### Set exercise
Render each line of the records below as a numbered list item, leaving out any blank lines.

■ ■ ■

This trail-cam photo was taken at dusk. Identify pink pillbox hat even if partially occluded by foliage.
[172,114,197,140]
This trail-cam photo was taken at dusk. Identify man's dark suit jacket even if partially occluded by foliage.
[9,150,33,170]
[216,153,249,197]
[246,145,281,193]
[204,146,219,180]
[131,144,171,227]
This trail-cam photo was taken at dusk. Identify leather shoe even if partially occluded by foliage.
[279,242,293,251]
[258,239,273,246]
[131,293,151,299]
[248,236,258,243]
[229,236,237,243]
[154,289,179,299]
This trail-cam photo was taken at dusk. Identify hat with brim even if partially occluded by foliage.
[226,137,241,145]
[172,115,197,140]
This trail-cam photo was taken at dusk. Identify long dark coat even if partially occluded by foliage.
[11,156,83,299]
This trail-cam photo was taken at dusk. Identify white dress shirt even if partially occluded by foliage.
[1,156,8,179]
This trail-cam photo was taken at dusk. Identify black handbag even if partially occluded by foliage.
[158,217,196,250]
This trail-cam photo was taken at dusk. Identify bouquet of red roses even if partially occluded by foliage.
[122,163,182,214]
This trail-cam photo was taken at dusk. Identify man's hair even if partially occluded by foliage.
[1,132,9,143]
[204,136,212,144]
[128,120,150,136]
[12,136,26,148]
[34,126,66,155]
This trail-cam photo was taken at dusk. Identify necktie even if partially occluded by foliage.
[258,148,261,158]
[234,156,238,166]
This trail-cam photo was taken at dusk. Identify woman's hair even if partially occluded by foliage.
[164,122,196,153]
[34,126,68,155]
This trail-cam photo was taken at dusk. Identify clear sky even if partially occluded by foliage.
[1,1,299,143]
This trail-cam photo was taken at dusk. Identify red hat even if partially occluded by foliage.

■ ■ ■

### Answer in full
1. This trail-cam photo was taken at dusk. Identify pink pillbox hat even if partially occluded by foliage.
2. [172,114,197,140]
3. This trail-cam photo was taken at dusk. Identify man's dark suit jacket even if partially occluded by foliage.
4. [9,150,33,170]
5. [216,153,249,197]
6. [246,145,281,193]
7. [204,146,219,180]
8. [131,144,171,227]
9. This trail-cam photo was taken at dusk. Identify leather shoe even if partially occluded by foliage.
10. [279,242,293,251]
11. [258,239,273,246]
12. [131,293,151,299]
13. [248,236,258,243]
14. [229,236,237,243]
15. [154,289,179,299]
16. This trail-cam photo was taken at dusk. Identify hat with brim even if partially occluded by foliage.
17. [226,137,241,145]
18. [172,115,197,140]
19. This trail-cam photo was taken at dusk. Identify long dark coat even if partially occluded by foliage.
20. [11,156,83,299]
21. This trail-cam photo was taken at dusk. Identify white dress shirt even if partially occluded by foliage.
22. [1,156,8,179]
23. This trail-cam photo was taken at dusk. Identify black handbag even if partially occluded by foliage.
24. [158,217,196,250]
25. This trail-cam photo was taken at dusk. Identify bouquet of red roses even if partially occluded by foliage.
26. [122,163,182,214]
27. This trail-cam photo was taken at dusk. Identify man's hair even if partially occluded by foliage.
28. [1,132,9,143]
29. [204,136,212,144]
30. [128,120,150,136]
31. [12,136,26,148]
32. [34,126,66,155]
33. This trail-cam photo was taken at dusk. Identify necktie even if partially occluded by foliage.
34. [258,148,261,158]
35. [234,156,238,166]
36. This trail-cam photo was taken at dusk. Identify woman's hair even if partially occluded by foliage.
37. [164,122,196,153]
38. [34,126,68,155]
39. This trail-cam photo was taken at dusk. Identify clear sky even if partially occluded by foliage.
40. [1,1,299,143]
41. This trail-cam photo was taken at dusk. Identify red hat even if partially occluded by foliage.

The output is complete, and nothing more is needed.